══ QUELLTEXT

Semmelweis war auf rein empirischem Wege zu seiner Entdeckung gelangt, das heißt also, durch ständige Beobachtung, durch Sammlung eines überreichen Erfahrungsmaterials, durch intensive Denkarbeit und konsequente Schlußfolgerungen. Er hatte erkannt, daß das Kindbettfieber eine Wundkrankheit sei, daß es durch Infizierung wunder Körperteile mit Leichengift oder mit in Zersetzung begriffenen Stoffen aus lebenden Organismen verursacht werde. Von dieser Erkenntnis aus war er dann zu seinem zweiten großen Resultat gelangt: daß man diese mörderische Krankheit durch Verwendung chemischer Stoffe, durch die von ihm anempfohlenen und in seinem eigenen Arbeitsbereich mit unerbittlicher Strenge durchgeführten Chlorkalkwasser-Waschungen verhindern könne. Daß gewöhnliche Reinlichkeit, daß ein bloßes Waschen mit Wasser und Seife nicht genüge, daß man diesen Feind stärker beschwören müsse. Damit war, mindestens schon im Keime, der moderne Gedanke der Aseptik geboren.

════

Mit welchen Waschungen ließ sich das Kindbettfieber laut dem Quelltext über Semmelweis verhindern?

══ DATEN

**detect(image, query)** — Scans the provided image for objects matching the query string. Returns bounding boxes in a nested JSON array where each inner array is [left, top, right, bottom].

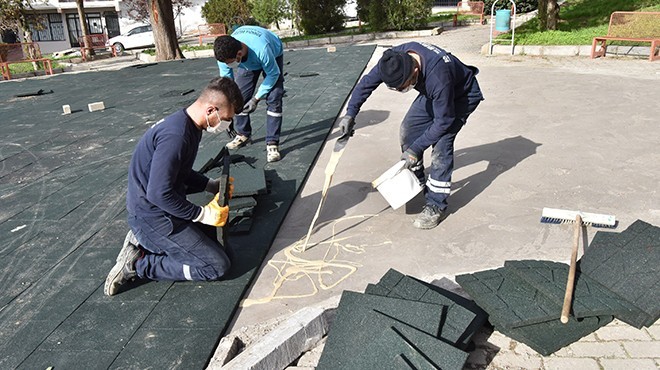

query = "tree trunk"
[[149, 0, 185, 60], [76, 0, 94, 59], [538, 0, 548, 31], [547, 0, 559, 31]]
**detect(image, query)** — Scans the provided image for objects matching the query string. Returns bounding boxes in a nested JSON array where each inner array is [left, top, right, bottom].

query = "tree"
[[202, 0, 250, 30], [76, 0, 94, 57], [249, 0, 287, 29], [538, 0, 559, 31], [149, 0, 185, 60], [297, 0, 346, 35]]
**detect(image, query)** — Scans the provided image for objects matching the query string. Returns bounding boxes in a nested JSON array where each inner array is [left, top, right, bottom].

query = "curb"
[[481, 44, 651, 58]]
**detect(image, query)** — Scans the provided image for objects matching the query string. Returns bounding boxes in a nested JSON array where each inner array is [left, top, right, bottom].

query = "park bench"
[[591, 12, 660, 61], [198, 23, 227, 46], [78, 34, 117, 62], [454, 1, 484, 27], [0, 42, 53, 80]]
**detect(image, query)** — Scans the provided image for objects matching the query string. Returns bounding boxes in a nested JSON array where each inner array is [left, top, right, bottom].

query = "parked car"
[[105, 25, 154, 53]]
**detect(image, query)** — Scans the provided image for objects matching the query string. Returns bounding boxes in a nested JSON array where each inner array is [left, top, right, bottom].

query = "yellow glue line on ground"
[[241, 215, 391, 307], [302, 142, 346, 252]]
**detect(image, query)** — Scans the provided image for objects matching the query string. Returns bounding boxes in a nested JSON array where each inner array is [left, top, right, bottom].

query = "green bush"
[[297, 0, 346, 35], [484, 0, 539, 15], [250, 0, 287, 28], [384, 0, 433, 30], [358, 0, 433, 31], [367, 0, 388, 32]]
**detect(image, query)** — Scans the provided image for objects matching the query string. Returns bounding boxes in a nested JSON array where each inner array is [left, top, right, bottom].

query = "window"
[[30, 13, 64, 41]]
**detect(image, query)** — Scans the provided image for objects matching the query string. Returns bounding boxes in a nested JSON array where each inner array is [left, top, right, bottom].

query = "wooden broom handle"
[[561, 214, 582, 324]]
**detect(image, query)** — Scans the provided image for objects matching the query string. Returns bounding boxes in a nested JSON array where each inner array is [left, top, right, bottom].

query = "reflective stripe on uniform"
[[428, 176, 451, 188], [183, 265, 192, 280]]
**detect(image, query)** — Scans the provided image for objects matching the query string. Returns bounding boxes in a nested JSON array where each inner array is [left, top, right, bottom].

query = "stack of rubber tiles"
[[317, 270, 486, 370], [456, 220, 660, 356]]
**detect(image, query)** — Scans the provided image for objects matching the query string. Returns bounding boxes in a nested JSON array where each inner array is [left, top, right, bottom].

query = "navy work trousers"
[[128, 215, 230, 281], [399, 78, 483, 210], [234, 55, 284, 144]]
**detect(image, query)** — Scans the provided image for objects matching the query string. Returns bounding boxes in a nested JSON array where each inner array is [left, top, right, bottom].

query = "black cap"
[[378, 49, 413, 89]]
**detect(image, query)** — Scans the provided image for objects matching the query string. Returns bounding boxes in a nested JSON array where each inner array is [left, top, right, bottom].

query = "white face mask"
[[206, 111, 231, 134]]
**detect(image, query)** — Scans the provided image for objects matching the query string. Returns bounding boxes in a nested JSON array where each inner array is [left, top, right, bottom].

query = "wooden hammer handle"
[[561, 214, 582, 324]]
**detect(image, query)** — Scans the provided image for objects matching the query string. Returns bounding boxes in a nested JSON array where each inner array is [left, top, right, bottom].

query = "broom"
[[541, 208, 616, 324]]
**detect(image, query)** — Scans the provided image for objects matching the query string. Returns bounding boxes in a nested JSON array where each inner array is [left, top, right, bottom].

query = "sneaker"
[[413, 203, 447, 229], [266, 144, 282, 162], [103, 231, 142, 296], [225, 134, 250, 149]]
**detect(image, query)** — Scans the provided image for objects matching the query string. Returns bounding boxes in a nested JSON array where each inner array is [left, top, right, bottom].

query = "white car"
[[105, 25, 154, 53]]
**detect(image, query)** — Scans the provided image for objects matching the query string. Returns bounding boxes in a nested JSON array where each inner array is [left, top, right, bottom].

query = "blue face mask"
[[206, 111, 231, 134]]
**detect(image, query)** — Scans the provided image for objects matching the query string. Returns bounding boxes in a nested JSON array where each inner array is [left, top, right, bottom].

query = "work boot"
[[266, 144, 281, 162], [103, 231, 143, 296], [225, 134, 250, 149], [413, 203, 447, 229]]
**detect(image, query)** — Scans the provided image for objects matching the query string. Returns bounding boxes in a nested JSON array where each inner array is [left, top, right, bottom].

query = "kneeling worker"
[[104, 77, 243, 296]]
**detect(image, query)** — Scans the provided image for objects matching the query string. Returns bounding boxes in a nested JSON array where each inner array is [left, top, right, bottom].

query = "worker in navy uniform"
[[104, 77, 243, 296], [339, 42, 483, 229]]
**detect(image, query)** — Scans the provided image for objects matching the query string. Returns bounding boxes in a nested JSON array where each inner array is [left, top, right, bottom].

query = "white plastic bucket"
[[371, 161, 422, 209]]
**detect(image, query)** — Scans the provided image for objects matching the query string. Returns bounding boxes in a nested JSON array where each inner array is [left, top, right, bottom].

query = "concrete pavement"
[[219, 26, 660, 369]]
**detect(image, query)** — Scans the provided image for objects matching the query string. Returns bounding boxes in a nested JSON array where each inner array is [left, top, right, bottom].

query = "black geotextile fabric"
[[317, 269, 486, 369], [0, 46, 374, 369]]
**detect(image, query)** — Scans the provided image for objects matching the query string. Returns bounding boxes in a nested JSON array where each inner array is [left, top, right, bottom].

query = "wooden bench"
[[198, 23, 227, 46], [78, 34, 117, 62], [591, 12, 660, 61], [454, 1, 484, 27], [0, 42, 53, 80]]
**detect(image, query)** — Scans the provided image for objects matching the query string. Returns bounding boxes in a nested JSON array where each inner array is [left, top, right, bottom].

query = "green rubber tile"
[[229, 197, 257, 211], [37, 302, 153, 353], [493, 316, 613, 356], [347, 313, 468, 370], [367, 269, 487, 349], [456, 267, 562, 329], [317, 291, 456, 369], [110, 328, 218, 369], [579, 220, 660, 328], [139, 281, 240, 329], [0, 315, 60, 369], [18, 350, 117, 370], [504, 261, 643, 322]]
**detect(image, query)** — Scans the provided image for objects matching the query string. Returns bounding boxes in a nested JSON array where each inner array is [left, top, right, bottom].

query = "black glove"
[[401, 149, 420, 169], [339, 116, 355, 138], [241, 97, 259, 114]]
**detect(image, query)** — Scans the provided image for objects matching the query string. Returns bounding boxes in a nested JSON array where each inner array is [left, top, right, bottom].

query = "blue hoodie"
[[218, 26, 284, 99], [347, 42, 479, 153]]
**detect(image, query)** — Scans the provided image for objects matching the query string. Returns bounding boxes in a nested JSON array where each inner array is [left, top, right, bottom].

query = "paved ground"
[[224, 26, 660, 369]]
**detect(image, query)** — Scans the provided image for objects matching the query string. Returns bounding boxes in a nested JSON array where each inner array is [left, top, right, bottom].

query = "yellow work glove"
[[193, 194, 229, 227], [229, 176, 234, 199], [206, 176, 234, 199]]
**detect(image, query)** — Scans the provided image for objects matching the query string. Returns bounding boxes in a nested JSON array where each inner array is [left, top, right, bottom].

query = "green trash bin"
[[495, 9, 511, 32]]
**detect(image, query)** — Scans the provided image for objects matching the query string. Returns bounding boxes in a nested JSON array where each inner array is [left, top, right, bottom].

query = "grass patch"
[[498, 0, 660, 45], [9, 58, 62, 75]]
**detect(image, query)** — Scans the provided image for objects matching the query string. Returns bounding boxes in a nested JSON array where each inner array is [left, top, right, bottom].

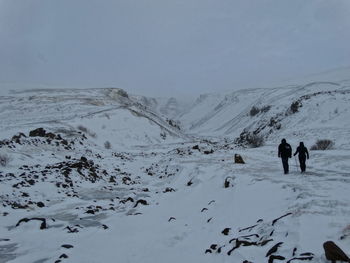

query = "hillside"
[[0, 75, 350, 263], [179, 80, 350, 148]]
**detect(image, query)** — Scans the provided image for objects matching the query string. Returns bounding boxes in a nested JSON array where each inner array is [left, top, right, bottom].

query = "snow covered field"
[[0, 76, 350, 263]]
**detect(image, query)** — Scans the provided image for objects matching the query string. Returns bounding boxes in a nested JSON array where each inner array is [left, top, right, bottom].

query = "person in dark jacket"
[[278, 139, 292, 174], [294, 142, 309, 173]]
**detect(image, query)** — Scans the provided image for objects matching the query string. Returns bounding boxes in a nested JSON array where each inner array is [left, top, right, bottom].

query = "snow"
[[0, 71, 350, 263]]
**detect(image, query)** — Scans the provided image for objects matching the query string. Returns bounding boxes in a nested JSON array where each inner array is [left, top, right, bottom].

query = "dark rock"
[[187, 179, 193, 186], [85, 209, 95, 215], [265, 242, 283, 257], [36, 202, 45, 208], [210, 244, 218, 250], [134, 199, 148, 207], [235, 153, 245, 164], [61, 244, 74, 249], [29, 128, 46, 137], [221, 227, 231, 236], [16, 217, 47, 230], [268, 255, 286, 263]]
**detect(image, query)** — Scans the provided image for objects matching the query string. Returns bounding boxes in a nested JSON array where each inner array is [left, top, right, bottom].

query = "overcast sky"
[[0, 0, 350, 96]]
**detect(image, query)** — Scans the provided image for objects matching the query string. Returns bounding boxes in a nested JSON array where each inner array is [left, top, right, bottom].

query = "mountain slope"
[[0, 88, 187, 150], [180, 81, 350, 148]]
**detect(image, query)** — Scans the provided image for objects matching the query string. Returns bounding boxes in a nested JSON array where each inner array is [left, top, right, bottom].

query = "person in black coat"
[[294, 142, 309, 173], [278, 139, 292, 174]]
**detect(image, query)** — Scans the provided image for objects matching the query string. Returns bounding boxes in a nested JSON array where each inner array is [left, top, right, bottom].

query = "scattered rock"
[[265, 242, 283, 257], [221, 227, 231, 236], [16, 217, 47, 230], [134, 199, 148, 207], [61, 244, 74, 249], [36, 202, 45, 208], [59, 254, 68, 258]]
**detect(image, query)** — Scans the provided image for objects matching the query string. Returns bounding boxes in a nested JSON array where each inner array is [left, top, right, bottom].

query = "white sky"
[[0, 0, 350, 96]]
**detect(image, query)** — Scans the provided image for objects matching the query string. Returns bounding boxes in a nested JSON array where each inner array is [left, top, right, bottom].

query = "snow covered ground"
[[0, 75, 350, 263]]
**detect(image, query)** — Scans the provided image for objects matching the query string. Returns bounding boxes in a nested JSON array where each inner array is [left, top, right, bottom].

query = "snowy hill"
[[180, 80, 350, 147], [0, 75, 350, 263], [0, 88, 190, 150]]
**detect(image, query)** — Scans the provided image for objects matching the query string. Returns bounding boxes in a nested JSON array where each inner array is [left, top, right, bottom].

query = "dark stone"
[[36, 202, 45, 208], [265, 242, 283, 257], [134, 199, 148, 207], [61, 244, 74, 249], [221, 227, 231, 236], [235, 153, 245, 164], [16, 217, 47, 230]]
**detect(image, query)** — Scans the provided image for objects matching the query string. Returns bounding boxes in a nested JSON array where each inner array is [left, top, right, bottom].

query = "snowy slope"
[[180, 80, 350, 148], [0, 88, 186, 150], [0, 71, 350, 263]]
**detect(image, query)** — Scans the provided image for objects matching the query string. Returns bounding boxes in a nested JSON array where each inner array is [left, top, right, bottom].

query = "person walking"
[[294, 142, 309, 173], [278, 139, 292, 174]]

════

LÖSUNG> Mit Chlorkalkwasser-Waschungen.